SET PROBLEM:
Every line below must be reproduced exactly. Copy them all.

━━ SOURCE DATA ━━

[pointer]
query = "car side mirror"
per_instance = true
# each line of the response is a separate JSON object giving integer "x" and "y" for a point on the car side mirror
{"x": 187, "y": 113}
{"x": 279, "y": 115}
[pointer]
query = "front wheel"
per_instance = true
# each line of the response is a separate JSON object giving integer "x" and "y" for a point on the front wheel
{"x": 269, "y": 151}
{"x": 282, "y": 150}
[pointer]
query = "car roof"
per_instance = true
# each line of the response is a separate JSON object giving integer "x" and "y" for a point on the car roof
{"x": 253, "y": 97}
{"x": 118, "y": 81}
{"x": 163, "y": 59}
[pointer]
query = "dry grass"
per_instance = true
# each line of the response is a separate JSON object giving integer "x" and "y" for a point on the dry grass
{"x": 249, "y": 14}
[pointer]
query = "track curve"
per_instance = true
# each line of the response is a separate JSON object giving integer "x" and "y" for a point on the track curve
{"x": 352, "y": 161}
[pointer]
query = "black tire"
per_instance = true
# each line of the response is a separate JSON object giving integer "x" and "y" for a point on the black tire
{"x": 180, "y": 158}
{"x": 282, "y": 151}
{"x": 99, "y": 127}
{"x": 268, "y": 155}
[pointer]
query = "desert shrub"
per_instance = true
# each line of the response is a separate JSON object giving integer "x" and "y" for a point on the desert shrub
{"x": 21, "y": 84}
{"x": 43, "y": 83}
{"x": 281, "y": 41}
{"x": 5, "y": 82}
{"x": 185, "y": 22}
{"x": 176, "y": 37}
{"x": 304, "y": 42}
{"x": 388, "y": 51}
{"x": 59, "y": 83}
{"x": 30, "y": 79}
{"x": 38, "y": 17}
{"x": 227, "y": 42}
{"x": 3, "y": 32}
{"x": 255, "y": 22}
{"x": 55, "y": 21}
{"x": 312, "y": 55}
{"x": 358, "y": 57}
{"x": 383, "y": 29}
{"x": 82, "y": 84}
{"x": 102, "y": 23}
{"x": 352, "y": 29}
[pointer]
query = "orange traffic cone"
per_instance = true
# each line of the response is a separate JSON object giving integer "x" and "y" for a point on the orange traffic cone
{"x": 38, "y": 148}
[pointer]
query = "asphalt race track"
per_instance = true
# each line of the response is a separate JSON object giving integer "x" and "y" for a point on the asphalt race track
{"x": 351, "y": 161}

━━━

RESULT OF THE EXERCISE:
[pointer]
query = "car side mirror"
per_instance = true
# each line of the response is a separate JSON object giving integer "x" and "y" for a point on the car side mirror
{"x": 187, "y": 113}
{"x": 279, "y": 115}
[pointer]
query = "front wheel"
per_instance = true
# each line of the response is a separate JSON object giving integer "x" and "y" for a point on the front wheel
{"x": 269, "y": 151}
{"x": 282, "y": 150}
[pointer]
query = "car roof"
per_instance = true
# each line of the response is a separate JSON object giving integer "x" and "y" for a point on the car roof
{"x": 253, "y": 97}
{"x": 118, "y": 81}
{"x": 163, "y": 59}
[pointer]
query = "dry grass"
per_instance = true
# each line of the response is a separate JSON object giving integer "x" and "y" for a point on the dry grass
{"x": 249, "y": 14}
[pointer]
query = "track curve"
per_instance = true
# each line of the response is a separate JSON object giving integer "x" and "y" for a point on the track curve
{"x": 352, "y": 161}
[pointer]
query = "black tire"
per_instance = true
# each line of the response is a separate JSON object giving integer "x" and "y" for a point on the black tire
{"x": 180, "y": 158}
{"x": 282, "y": 151}
{"x": 99, "y": 127}
{"x": 268, "y": 155}
[pointer]
query = "desert shrub"
per_instance = true
# each line of the response is a separate JSON object giving integer "x" and "y" for a point on the desert shrub
{"x": 21, "y": 84}
{"x": 43, "y": 83}
{"x": 281, "y": 41}
{"x": 5, "y": 82}
{"x": 185, "y": 22}
{"x": 176, "y": 37}
{"x": 304, "y": 42}
{"x": 388, "y": 51}
{"x": 59, "y": 83}
{"x": 30, "y": 79}
{"x": 38, "y": 17}
{"x": 227, "y": 42}
{"x": 3, "y": 32}
{"x": 255, "y": 22}
{"x": 55, "y": 21}
{"x": 312, "y": 55}
{"x": 358, "y": 57}
{"x": 383, "y": 29}
{"x": 82, "y": 84}
{"x": 102, "y": 23}
{"x": 352, "y": 29}
[pointer]
query = "orange traffic cone"
per_instance = true
# each line of the response is a separate JSON object giving integer "x" and "y" for a point on the orange traffic cone
{"x": 38, "y": 148}
[pointer]
query = "asphalt race track"
per_instance = true
# each line of the response is a separate JSON object giving integer "x" and "y" for a point on the asphalt race track
{"x": 351, "y": 161}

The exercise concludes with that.